Input rows

****************

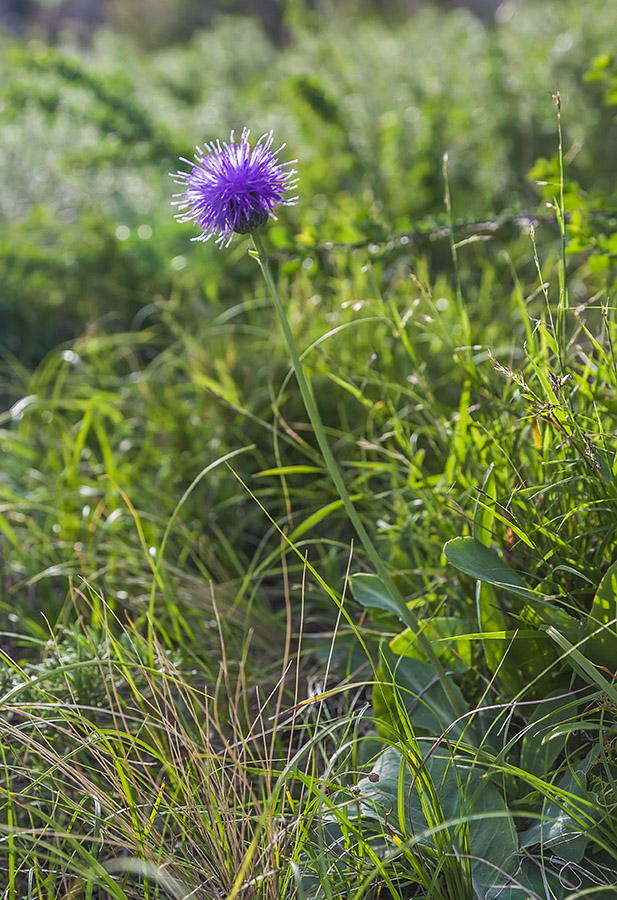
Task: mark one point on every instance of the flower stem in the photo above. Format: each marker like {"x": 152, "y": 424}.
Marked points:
{"x": 404, "y": 612}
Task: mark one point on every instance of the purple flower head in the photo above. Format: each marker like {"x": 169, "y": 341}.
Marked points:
{"x": 234, "y": 187}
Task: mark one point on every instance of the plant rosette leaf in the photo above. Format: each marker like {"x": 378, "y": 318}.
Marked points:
{"x": 563, "y": 830}
{"x": 408, "y": 688}
{"x": 451, "y": 796}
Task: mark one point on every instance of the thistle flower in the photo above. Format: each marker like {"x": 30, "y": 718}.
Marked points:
{"x": 234, "y": 187}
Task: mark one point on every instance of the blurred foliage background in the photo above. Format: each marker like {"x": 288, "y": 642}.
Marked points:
{"x": 369, "y": 107}
{"x": 133, "y": 358}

****************

Task requirements
Reproduce the records above line for line without changing anything, and leave out the pictures.

Result for this exercise
Task: mark one point on every instance of the flower stem in the photo above. Format: each marker like {"x": 152, "y": 424}.
Marked points:
{"x": 404, "y": 612}
Task: mark one point on every instance of the purple flower head in the photo above. Format: each marker like {"x": 169, "y": 341}.
Marked points:
{"x": 234, "y": 187}
Task: mark one point on every instance of the plant rosette leaf in the photo above. Format: each marker like {"x": 378, "y": 318}.
Marked points:
{"x": 563, "y": 830}
{"x": 408, "y": 688}
{"x": 451, "y": 796}
Task: mark one point on every instance of the thistle flower in the photo above. Format: each marker like {"x": 30, "y": 718}.
Marked points:
{"x": 234, "y": 187}
Task: mark one point on every instance of the blurred foliage background in the photo above. Format: each marker like {"x": 288, "y": 642}.
Marked points:
{"x": 369, "y": 107}
{"x": 133, "y": 358}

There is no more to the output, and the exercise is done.